RECORDS FOR THIS TASK:
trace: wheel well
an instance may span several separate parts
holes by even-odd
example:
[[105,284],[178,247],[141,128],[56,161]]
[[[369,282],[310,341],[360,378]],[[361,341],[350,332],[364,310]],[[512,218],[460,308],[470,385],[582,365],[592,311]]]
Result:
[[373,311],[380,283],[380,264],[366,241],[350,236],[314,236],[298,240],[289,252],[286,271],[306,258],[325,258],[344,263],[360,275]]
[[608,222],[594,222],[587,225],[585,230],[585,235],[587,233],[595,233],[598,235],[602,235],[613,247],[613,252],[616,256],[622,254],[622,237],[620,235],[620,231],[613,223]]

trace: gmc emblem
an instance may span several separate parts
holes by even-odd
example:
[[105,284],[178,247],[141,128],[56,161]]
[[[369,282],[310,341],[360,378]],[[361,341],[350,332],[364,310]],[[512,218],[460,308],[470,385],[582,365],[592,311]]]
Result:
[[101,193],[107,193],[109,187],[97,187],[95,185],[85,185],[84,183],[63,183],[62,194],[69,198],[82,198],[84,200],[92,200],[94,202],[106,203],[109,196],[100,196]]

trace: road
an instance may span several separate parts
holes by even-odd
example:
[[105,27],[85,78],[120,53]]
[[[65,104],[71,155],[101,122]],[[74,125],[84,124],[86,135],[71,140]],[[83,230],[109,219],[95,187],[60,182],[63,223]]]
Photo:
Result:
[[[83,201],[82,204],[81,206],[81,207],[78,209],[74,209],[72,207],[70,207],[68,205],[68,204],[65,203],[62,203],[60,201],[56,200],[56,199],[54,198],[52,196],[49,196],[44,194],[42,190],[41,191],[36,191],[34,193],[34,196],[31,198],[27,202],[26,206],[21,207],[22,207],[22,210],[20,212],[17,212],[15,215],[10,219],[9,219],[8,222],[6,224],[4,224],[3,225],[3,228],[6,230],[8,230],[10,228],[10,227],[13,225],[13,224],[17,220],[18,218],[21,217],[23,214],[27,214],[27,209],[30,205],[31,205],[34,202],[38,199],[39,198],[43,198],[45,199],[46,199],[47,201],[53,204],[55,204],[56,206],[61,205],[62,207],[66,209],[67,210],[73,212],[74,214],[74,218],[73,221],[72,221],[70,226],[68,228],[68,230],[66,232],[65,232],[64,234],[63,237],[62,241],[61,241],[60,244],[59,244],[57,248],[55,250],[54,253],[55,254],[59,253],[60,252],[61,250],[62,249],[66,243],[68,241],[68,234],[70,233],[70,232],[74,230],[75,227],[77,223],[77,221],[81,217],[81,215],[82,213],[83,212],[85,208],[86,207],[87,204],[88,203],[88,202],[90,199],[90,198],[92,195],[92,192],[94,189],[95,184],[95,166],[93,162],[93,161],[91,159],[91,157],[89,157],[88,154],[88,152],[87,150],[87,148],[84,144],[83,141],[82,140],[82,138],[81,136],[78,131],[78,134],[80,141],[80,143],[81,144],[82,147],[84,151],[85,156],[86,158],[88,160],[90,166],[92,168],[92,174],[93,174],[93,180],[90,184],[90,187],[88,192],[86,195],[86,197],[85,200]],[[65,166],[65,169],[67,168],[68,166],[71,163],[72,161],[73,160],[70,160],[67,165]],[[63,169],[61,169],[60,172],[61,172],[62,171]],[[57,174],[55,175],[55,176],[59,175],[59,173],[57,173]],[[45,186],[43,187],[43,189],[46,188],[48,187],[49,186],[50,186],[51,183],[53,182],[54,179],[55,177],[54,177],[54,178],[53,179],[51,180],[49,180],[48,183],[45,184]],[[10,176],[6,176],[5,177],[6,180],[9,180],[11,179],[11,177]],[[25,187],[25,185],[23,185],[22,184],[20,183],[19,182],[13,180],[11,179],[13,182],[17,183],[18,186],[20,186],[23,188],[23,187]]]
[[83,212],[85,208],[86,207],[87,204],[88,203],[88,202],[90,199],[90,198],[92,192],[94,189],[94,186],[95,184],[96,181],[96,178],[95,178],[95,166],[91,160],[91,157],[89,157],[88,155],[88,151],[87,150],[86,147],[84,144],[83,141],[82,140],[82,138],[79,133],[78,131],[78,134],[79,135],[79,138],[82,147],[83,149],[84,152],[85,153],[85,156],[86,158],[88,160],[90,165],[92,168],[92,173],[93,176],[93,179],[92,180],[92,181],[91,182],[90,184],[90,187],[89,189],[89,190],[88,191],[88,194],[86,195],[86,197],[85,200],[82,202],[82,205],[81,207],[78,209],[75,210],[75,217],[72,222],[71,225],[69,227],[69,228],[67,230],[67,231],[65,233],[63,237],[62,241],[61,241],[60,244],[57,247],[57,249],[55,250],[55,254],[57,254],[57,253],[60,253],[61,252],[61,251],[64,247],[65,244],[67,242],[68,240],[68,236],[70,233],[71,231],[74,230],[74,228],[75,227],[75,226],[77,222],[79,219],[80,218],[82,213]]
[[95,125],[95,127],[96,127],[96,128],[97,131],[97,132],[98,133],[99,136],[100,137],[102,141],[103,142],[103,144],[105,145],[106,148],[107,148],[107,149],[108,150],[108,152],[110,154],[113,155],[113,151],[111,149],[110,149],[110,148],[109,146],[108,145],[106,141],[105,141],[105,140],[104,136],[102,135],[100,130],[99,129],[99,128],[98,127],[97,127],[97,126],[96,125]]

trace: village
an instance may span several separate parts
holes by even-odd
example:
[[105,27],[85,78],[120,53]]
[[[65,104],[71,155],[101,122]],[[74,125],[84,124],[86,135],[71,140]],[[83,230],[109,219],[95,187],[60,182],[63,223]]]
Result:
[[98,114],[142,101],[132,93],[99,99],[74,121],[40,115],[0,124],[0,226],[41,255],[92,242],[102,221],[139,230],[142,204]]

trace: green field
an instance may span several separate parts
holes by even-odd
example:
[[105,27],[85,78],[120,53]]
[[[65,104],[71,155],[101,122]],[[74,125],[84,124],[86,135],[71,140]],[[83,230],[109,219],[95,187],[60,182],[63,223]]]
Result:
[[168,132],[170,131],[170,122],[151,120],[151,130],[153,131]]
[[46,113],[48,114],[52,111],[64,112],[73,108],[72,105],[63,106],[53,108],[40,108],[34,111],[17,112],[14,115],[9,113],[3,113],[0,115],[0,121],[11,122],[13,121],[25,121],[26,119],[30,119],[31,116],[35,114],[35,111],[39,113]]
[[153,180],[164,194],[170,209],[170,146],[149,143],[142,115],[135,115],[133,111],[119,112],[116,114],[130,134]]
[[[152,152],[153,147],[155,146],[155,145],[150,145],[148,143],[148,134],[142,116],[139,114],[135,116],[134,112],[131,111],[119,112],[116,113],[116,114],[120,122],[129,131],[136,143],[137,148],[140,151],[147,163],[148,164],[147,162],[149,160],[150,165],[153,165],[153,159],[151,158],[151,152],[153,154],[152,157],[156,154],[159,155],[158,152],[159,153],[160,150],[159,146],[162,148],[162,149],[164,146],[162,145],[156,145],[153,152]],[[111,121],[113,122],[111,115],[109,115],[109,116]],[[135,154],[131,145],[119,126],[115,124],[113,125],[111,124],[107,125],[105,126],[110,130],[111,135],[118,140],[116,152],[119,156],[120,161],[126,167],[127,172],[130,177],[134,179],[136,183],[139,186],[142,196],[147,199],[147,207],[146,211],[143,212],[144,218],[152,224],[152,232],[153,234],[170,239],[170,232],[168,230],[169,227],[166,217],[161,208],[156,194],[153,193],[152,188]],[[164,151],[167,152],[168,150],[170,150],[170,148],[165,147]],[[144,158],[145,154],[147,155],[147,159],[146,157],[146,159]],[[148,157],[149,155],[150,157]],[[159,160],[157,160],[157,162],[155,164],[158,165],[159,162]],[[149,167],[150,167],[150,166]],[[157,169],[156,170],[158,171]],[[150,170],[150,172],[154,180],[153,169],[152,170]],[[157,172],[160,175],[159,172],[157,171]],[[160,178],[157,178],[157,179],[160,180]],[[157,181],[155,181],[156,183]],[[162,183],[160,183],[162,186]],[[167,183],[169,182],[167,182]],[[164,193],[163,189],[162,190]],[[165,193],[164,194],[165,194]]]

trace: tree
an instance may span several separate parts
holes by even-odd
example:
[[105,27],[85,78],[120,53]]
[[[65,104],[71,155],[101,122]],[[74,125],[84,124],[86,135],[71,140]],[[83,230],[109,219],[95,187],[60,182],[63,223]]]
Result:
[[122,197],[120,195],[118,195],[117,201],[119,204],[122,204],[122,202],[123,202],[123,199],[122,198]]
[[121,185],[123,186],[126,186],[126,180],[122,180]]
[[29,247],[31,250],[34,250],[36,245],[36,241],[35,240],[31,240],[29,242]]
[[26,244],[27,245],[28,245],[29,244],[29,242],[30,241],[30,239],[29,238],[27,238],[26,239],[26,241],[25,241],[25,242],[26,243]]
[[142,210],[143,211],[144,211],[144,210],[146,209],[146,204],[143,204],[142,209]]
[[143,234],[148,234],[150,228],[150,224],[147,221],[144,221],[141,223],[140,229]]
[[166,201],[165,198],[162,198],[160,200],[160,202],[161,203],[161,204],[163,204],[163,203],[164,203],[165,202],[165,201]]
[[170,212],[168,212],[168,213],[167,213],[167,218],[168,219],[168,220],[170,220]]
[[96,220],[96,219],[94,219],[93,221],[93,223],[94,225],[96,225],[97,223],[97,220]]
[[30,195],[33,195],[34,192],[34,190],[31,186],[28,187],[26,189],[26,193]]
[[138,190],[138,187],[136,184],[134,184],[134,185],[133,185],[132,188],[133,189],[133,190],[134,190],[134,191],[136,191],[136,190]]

EXERCISE BRIEF:
Lay out the lines of the data as a Markdown table with the columns "Row" and "Line", starting at the line containing "trace: tree" and ending at the line containing "[[121,185],[123,186],[126,186],[126,180],[122,180]]", both included. Number the rows consecutively, place each line in full in the "Line" column, and omit any blank lines.

SOLUTION TO THIS PROBLEM:
| Row | Line |
|---|---|
| 1 | trace: tree |
| 2 | an instance may span several separate parts |
| 3 | holes by even-odd |
| 4 | example: |
| 5 | [[105,27],[85,78],[120,53]] |
| 6 | [[[65,104],[71,155],[101,122]],[[74,125],[84,124],[86,135],[71,140]],[[83,230],[109,219],[95,187],[60,182],[63,223]]] |
| 7 | Result: |
| 8 | [[122,197],[120,195],[118,195],[117,201],[119,204],[122,204],[122,202],[123,202],[123,199],[122,198]] |
| 9 | [[121,185],[123,186],[126,186],[126,180],[122,180]] |